----- Provided text -----

Dave Rawlings Machine @ Amoeba, SF

I arrived an hour early thinking that the place would be mobbed for Rawlings and Gillian Welch. Much to my surprise, it was a normal mid-afternoon crowd. About 45 minutes later, after losing myself in vinyl stacks, I look over by the stage and it is packed. I hauled on over and find a good spot one row back. At just a minute or so past 530, Rawlings, Welch, that dude from the Old Crow Medicine Show and two others literally walked through the store and right onto the stage. Rawlings was all smiles as he looked at the folks filling the aisles.

One microphone. Two acoustic guitars. Whatever kinda guitar it is that Rawlings plays like it's coming from the heavens. Stand-up bass. Banjo later. Maybe something I'm forgetting. They opened with the jubilant "Monkey and the Engineer." The room erupted as it ended. Five musicians playing Americana or folk or rock n' roll, with a fierce passion. Later came the beautiful "Bells of Harlem," the stunning "Ruby" and the Ryan Adams co-penned "To Be Young (Is To Be Sad, Is To Be High)" which blew Adams' version out of the water.

----- Information given -----

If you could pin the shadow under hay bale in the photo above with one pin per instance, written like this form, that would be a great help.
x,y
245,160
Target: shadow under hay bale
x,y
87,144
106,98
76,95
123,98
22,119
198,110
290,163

-----

▶ Questions on the material:
(1) Answer these from the account of the Dave Rawlings Machine show at Amoeba:
(a) How early did the writer arrive?
(b) Which song did the band open with?
(c) Who co-wrote "To Be Young (Is To Be Sad, Is To Be High)"?
(2) Continue the account of the Dave Rawlings Machine show at Amoeba from its last sentence.

▶ Numbered answers:
(1)
(a) An hour early.
(b) "Monkey and the Engineer."
(c) Ryan Adams.

(2)
The set was only about a thirty minutes, but like Oldham down in Big Sur, Slint at Bimbo's or Son Volt at the Fillmore, it was just one of those shows. Rawlings and his band make and perform music that seems to be straight from the woods, or the ground, or the stars. It was that beautiful and that captivating. Five unbelievable musicians playing every single note like it truly mattered. And boy did it matter.